== STATED TASK ==
Select and copy every line of the items that contains the string "stone". Case counts.

#### GIVEN DATA

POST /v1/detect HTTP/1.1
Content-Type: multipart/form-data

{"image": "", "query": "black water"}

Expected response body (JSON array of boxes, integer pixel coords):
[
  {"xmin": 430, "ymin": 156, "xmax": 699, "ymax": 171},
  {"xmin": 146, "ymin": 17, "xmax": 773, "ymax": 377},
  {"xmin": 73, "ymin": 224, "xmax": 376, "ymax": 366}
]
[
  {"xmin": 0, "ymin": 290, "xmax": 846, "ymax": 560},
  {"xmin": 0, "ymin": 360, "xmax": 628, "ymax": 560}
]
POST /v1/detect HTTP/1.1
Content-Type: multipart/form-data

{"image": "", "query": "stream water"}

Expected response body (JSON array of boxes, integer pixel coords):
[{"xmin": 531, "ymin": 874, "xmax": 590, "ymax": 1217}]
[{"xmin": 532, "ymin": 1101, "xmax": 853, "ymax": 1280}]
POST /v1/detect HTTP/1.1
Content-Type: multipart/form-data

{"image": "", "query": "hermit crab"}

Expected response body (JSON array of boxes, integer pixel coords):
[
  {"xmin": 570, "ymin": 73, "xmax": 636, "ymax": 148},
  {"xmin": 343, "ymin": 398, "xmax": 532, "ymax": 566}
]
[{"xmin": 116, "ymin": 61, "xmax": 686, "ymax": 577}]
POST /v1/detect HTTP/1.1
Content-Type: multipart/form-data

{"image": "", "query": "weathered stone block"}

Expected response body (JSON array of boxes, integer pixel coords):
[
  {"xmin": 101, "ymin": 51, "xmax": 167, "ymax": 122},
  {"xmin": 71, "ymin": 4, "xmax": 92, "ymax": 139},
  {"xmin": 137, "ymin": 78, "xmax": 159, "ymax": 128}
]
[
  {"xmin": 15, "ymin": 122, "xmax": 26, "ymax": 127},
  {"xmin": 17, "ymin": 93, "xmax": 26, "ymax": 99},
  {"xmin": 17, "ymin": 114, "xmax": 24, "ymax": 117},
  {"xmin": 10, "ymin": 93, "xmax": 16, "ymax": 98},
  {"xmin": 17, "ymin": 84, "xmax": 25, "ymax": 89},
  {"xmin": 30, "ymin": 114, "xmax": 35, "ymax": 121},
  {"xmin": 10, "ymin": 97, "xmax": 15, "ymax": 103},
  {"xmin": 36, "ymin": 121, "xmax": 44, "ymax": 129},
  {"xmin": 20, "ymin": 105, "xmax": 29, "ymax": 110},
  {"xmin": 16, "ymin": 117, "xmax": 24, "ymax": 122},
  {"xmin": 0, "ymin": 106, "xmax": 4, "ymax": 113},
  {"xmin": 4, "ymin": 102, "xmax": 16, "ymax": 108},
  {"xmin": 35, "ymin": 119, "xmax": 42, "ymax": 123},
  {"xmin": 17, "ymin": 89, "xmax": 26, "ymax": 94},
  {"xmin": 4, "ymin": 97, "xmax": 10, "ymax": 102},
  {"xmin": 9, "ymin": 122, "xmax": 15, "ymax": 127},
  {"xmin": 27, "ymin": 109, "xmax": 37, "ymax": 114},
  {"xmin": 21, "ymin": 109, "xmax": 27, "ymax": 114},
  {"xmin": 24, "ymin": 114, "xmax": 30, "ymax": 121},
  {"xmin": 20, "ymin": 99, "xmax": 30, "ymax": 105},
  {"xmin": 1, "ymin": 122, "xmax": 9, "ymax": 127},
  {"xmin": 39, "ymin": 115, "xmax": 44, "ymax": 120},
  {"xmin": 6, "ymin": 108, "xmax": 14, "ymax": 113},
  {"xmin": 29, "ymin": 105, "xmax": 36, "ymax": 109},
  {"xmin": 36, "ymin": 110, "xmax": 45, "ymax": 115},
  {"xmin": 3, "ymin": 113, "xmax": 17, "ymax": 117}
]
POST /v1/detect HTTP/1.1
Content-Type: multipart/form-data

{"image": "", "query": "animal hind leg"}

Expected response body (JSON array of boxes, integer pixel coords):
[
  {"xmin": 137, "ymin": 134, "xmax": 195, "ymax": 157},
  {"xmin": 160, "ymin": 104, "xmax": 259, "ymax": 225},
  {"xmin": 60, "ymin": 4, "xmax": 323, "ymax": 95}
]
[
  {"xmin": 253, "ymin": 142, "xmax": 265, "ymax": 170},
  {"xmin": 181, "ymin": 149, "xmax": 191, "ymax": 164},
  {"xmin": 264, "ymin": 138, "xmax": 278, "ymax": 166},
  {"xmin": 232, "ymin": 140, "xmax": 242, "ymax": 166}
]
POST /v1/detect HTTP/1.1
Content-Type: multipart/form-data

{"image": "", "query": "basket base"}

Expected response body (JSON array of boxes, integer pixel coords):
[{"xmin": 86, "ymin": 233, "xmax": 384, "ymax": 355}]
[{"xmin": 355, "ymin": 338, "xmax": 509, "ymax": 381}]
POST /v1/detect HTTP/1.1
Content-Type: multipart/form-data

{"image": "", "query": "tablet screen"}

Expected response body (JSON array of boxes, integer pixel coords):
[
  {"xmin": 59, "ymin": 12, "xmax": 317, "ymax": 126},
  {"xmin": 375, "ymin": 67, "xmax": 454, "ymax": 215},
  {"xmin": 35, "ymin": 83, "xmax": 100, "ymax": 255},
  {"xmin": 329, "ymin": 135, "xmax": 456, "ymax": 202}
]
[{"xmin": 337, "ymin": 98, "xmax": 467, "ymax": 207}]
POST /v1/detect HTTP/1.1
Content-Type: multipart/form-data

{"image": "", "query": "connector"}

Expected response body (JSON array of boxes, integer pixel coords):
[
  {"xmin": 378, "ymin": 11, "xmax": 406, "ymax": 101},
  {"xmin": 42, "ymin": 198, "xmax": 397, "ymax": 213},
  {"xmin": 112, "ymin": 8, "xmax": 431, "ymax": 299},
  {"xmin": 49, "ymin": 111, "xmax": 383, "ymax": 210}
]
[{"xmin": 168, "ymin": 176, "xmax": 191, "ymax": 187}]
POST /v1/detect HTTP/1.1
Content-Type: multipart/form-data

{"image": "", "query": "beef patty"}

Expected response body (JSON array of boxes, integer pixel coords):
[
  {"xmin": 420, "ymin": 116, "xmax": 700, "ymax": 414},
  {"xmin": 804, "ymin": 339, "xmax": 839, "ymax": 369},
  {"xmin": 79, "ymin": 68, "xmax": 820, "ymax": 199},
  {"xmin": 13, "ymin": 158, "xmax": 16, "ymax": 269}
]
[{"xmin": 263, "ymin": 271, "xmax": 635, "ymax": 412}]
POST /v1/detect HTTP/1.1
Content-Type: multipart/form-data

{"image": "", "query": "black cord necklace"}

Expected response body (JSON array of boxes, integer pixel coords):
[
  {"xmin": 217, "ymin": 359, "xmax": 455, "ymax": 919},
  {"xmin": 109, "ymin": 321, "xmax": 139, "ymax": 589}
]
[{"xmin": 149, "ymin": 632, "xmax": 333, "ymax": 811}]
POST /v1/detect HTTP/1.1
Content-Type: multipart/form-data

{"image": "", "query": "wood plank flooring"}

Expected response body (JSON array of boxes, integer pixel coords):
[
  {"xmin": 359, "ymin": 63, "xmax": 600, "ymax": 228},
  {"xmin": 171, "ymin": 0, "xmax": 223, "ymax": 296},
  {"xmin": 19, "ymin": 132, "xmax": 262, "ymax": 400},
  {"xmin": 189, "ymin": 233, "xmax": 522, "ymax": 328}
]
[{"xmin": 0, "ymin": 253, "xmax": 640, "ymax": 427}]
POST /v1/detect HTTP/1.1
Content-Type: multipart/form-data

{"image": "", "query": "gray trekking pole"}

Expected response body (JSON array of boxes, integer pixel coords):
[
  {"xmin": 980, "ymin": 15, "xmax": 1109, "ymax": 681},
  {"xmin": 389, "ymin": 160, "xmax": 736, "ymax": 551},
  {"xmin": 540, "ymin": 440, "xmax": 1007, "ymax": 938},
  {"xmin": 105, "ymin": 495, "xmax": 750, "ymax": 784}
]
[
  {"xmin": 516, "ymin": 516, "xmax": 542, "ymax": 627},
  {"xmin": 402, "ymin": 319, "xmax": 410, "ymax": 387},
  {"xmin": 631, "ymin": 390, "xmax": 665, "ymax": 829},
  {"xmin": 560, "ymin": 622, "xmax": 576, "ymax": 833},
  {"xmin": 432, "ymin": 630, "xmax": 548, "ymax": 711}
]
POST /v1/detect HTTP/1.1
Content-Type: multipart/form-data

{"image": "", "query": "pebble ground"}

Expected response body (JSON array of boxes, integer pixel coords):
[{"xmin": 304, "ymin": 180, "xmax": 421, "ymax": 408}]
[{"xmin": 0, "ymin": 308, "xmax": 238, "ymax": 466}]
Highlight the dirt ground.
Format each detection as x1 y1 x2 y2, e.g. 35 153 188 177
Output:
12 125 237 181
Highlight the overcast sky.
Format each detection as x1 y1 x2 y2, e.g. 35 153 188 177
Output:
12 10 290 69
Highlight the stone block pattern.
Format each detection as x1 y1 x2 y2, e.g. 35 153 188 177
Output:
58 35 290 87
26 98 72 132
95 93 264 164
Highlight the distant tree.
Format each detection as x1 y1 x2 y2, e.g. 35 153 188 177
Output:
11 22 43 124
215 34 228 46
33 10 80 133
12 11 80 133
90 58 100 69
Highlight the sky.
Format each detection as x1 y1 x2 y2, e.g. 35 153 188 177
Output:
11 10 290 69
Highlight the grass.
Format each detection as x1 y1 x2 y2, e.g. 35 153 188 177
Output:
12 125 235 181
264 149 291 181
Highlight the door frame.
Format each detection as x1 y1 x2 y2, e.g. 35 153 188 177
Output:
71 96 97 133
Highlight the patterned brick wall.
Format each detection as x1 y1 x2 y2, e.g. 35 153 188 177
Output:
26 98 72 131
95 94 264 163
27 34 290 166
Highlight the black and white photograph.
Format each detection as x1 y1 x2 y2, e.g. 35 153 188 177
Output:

########

== SOLUTION TO THE EXERCISE ==
{"image": "", "query": "weathered stone block"}
Highlight the stone block pattern.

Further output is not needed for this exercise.